§ PROBLEM DETAILS
Copy everything in the records, character for character, except images.

§ DATA
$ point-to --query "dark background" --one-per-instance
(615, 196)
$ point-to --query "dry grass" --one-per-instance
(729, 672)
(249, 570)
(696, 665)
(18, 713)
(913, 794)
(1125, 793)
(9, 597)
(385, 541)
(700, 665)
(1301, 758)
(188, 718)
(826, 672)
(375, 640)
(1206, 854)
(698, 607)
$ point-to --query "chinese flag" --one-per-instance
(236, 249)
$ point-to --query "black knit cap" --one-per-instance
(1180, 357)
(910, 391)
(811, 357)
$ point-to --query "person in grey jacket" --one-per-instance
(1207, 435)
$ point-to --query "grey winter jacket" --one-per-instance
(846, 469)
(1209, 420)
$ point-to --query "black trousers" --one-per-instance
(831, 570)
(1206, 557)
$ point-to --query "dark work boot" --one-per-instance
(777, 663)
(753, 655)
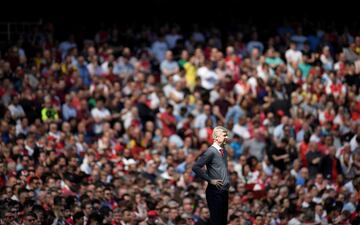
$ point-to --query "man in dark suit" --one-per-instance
(217, 176)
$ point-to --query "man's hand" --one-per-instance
(217, 183)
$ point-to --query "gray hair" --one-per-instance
(219, 129)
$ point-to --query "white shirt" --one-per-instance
(293, 56)
(100, 113)
(208, 78)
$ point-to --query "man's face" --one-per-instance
(29, 220)
(205, 213)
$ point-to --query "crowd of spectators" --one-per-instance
(105, 130)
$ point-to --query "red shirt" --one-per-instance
(168, 122)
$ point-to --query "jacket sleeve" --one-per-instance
(203, 159)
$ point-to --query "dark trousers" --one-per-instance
(218, 203)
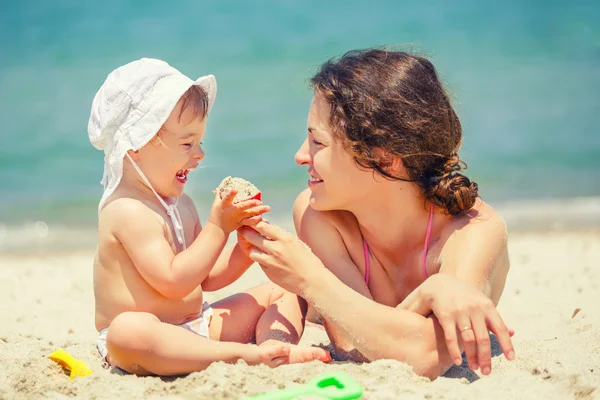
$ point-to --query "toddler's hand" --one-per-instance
(229, 216)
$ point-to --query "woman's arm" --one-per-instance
(474, 261)
(362, 326)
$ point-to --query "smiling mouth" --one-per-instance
(182, 175)
(312, 180)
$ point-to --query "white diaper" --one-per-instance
(199, 326)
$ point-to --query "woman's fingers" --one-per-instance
(254, 211)
(229, 196)
(503, 334)
(251, 221)
(482, 337)
(246, 204)
(271, 231)
(255, 238)
(468, 337)
(449, 327)
(258, 256)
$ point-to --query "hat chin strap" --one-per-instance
(171, 209)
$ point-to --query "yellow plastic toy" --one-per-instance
(77, 367)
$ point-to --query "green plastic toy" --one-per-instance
(334, 386)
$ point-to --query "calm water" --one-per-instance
(525, 76)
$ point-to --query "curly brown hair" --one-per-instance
(388, 104)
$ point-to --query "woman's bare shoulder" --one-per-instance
(482, 219)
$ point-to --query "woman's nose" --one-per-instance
(302, 156)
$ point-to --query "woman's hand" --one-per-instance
(465, 312)
(229, 216)
(285, 259)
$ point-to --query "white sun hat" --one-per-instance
(132, 104)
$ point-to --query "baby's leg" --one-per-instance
(141, 344)
(266, 315)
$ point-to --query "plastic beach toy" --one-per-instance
(333, 386)
(77, 367)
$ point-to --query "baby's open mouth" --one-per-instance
(182, 175)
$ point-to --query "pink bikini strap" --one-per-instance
(426, 247)
(367, 261)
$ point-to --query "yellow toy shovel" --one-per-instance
(67, 361)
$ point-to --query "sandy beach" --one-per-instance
(551, 300)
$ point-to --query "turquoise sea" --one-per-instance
(524, 75)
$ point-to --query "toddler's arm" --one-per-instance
(142, 233)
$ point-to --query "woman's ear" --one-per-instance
(390, 163)
(155, 141)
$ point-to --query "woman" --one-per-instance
(408, 261)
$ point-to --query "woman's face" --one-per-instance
(335, 180)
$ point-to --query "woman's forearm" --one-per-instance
(377, 331)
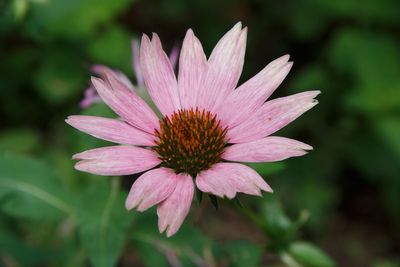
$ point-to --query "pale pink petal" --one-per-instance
(126, 103)
(224, 68)
(136, 63)
(90, 97)
(192, 65)
(268, 149)
(272, 116)
(251, 95)
(159, 76)
(227, 179)
(151, 188)
(173, 211)
(116, 160)
(111, 130)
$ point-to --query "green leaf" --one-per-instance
(29, 189)
(276, 222)
(19, 140)
(188, 247)
(361, 56)
(11, 246)
(308, 255)
(243, 253)
(73, 18)
(60, 77)
(103, 222)
(117, 42)
(265, 169)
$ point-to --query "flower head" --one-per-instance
(208, 126)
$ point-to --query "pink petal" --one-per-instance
(268, 149)
(224, 68)
(111, 130)
(136, 63)
(151, 188)
(173, 56)
(172, 211)
(192, 65)
(116, 160)
(126, 103)
(272, 116)
(251, 95)
(227, 179)
(159, 75)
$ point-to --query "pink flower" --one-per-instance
(90, 94)
(207, 127)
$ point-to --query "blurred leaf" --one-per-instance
(275, 220)
(60, 77)
(308, 255)
(19, 140)
(23, 254)
(73, 18)
(361, 56)
(103, 222)
(389, 129)
(20, 8)
(265, 169)
(188, 247)
(243, 253)
(113, 48)
(29, 189)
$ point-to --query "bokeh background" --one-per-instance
(338, 205)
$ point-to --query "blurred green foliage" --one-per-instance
(342, 196)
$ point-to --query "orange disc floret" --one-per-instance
(190, 141)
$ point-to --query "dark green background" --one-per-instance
(348, 187)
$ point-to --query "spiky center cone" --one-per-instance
(190, 141)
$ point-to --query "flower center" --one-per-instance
(190, 141)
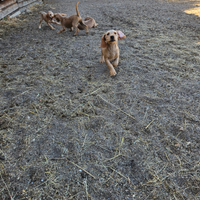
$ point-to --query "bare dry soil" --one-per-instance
(70, 131)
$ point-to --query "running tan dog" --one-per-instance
(89, 21)
(110, 49)
(48, 18)
(70, 22)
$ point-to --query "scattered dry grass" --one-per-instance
(69, 131)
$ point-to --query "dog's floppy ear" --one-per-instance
(121, 36)
(103, 42)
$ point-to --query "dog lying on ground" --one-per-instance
(48, 18)
(89, 21)
(110, 49)
(70, 22)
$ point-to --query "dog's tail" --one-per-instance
(77, 9)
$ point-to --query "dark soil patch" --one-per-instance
(70, 131)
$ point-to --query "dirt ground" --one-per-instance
(70, 131)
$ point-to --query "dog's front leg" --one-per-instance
(62, 30)
(76, 28)
(102, 58)
(110, 67)
(116, 62)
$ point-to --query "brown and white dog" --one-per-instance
(48, 18)
(89, 21)
(70, 22)
(110, 49)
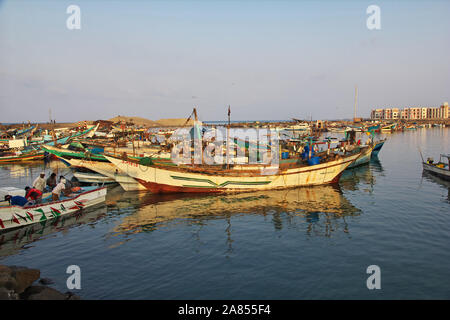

§ RESPONSE AREA
$ point-to --query "dark background" --one-per-instance
(615, 196)
$ point-to --query "dry grass" --one-per-instance
(729, 672)
(249, 570)
(696, 665)
(18, 713)
(913, 794)
(1125, 793)
(9, 597)
(385, 541)
(700, 665)
(1301, 758)
(188, 718)
(826, 672)
(375, 640)
(1206, 854)
(698, 607)
$ point-to --query "chinese flag" --one-per-instance
(236, 249)
$ point-to --query "black knit cap" --one-per-instance
(1180, 357)
(910, 391)
(811, 357)
$ point-to --query "person in grey jacket" --one-per-instance
(1207, 435)
$ point-to --query "grey winter jacket" --one-per-instance
(846, 469)
(1209, 420)
$ point-to --query "black trousers" --one-per-instance
(831, 570)
(1206, 557)
$ point-to --query "dark work boot" --one-per-instance
(777, 663)
(753, 655)
$ point-to --query "man in dark suit" --one-per-instance
(217, 176)
$ point-to --query "man's hand" --one-per-instance
(217, 183)
$ point-to --query "gray hair" --one-per-instance
(219, 129)
$ point-to --query "white shirt" --one-per-instance
(293, 56)
(100, 113)
(208, 78)
$ point-to --query "man's face" --one-per-instance
(29, 220)
(205, 213)
$ point-to --query "crowd of spectators" --one-per-instance
(105, 130)
$ point-to --query "red shirt" --one-per-instance
(168, 122)
$ point-to --query "jacket sleeve" --one-per-instance
(203, 159)
$ point-to --query "dark trousers" --one-per-instance
(218, 203)
$ point-to --query "toddler's hand" --one-per-instance
(229, 216)
$ point-to --query "woman's arm" --one-per-instance
(474, 261)
(362, 326)
$ point-to --query "smiling mouth" --one-per-instance
(182, 175)
(312, 180)
$ point-to --query "white diaper" --one-per-instance
(199, 326)
$ point-to --query "woman's fingers" --one-per-instance
(254, 211)
(229, 196)
(503, 334)
(251, 221)
(482, 337)
(246, 204)
(271, 231)
(255, 238)
(468, 337)
(449, 327)
(258, 256)
$ point-to --query "hat chin strap" --one-per-instance
(171, 209)
$ point-to --query "yellow plastic toy" --one-per-instance
(77, 367)
$ point-to --query "green plastic toy" --one-per-instance
(334, 386)
$ point-to --query "calm water" --one-per-instance
(525, 76)
$ point-to --query "curly brown hair" --one-per-instance
(388, 104)
$ point-to --query "woman's bare shoulder" --one-per-instance
(482, 219)
$ point-to --query "woman's nose" --one-per-instance
(302, 156)
$ point-to --query "woman's hand" --one-per-instance
(465, 312)
(229, 216)
(285, 259)
$ point-to --query "white sun hat" --one-per-instance
(132, 104)
$ point-to --query "baby's leg" --one-per-instance
(141, 344)
(266, 315)
$ point-to --query "plastic beach toy" --one-per-instance
(333, 386)
(77, 367)
$ point-to --query "baby's open mouth" --one-per-instance
(182, 175)
$ point-to --query "pink bikini strap" --one-per-instance
(426, 247)
(367, 261)
$ point-to --query "yellow toy shovel" --one-per-instance
(67, 361)
$ point-to --query "sandy beach" --one-per-instance
(551, 300)
$ point-to --query "turquoise sea" --one-per-instance
(524, 75)
$ point-to --query "toddler's arm" --one-per-instance
(142, 233)
$ point-to --query "woman's ear" --one-per-instance
(390, 163)
(155, 141)
$ point-to --query "woman" --one-per-instance
(408, 261)
$ point-to --query "woman's face" --one-per-instance
(335, 180)
$ point-to --query "woman's forearm" --one-per-instance
(377, 331)
$ point-to --query "pale pink petal" --one-per-instance
(126, 103)
(224, 68)
(136, 63)
(90, 97)
(192, 65)
(268, 149)
(272, 116)
(251, 95)
(159, 76)
(227, 179)
(151, 188)
(173, 211)
(116, 160)
(111, 130)
$ point-to --query "green leaf" --one-per-instance
(29, 189)
(276, 222)
(19, 140)
(188, 247)
(361, 56)
(11, 246)
(308, 255)
(243, 253)
(73, 18)
(60, 77)
(103, 222)
(117, 42)
(265, 169)
$ point-to --query "flower head" --one-per-instance
(208, 126)
$ point-to --query "pink petal" --one-per-instance
(268, 149)
(224, 68)
(111, 130)
(136, 63)
(151, 188)
(173, 56)
(172, 211)
(192, 65)
(116, 160)
(126, 103)
(272, 116)
(251, 95)
(227, 179)
(159, 75)
$ point-to --query "pink flower" --one-per-instance
(90, 94)
(207, 127)
$ point-to --query "blurred leaf" --one-per-instance
(275, 220)
(60, 77)
(308, 255)
(19, 140)
(23, 254)
(73, 18)
(361, 56)
(103, 222)
(389, 129)
(20, 8)
(265, 169)
(188, 247)
(243, 253)
(113, 48)
(29, 189)
$ point-to --query "bokeh background" --one-per-instance
(338, 205)
$ point-to --query "blurred green foliage" --one-per-instance
(342, 196)
$ point-to --query "orange disc floret" --one-per-instance
(190, 141)
$ point-to --query "dark green background" --one-per-instance
(348, 187)
$ point-to --query "spiky center cone" --one-per-instance
(190, 141)
$ point-to --query "flower center" --one-per-instance
(190, 141)
$ point-to --query "bare dry soil" --one-per-instance
(70, 131)
$ point-to --query "running tan dog" --one-per-instance
(89, 21)
(110, 49)
(48, 18)
(70, 22)
$ point-to --query "scattered dry grass" --one-per-instance
(69, 131)
$ point-to --query "dog's floppy ear" --one-per-instance
(121, 36)
(103, 42)
$ point-to --query "dog lying on ground" --one-per-instance
(48, 18)
(89, 21)
(110, 49)
(70, 22)
$ point-to --query "dog's tail" --one-per-instance
(77, 9)
$ point-to --query "dark soil patch" --one-per-instance
(70, 131)
$ point-to --query "dirt ground" --one-per-instance
(70, 131)
$ point-to --query "dog's front leg" --one-per-instance
(62, 30)
(76, 28)
(102, 58)
(110, 67)
(116, 62)
$ point-to --query "brown and white dog" --one-per-instance
(48, 18)
(89, 21)
(70, 22)
(110, 49)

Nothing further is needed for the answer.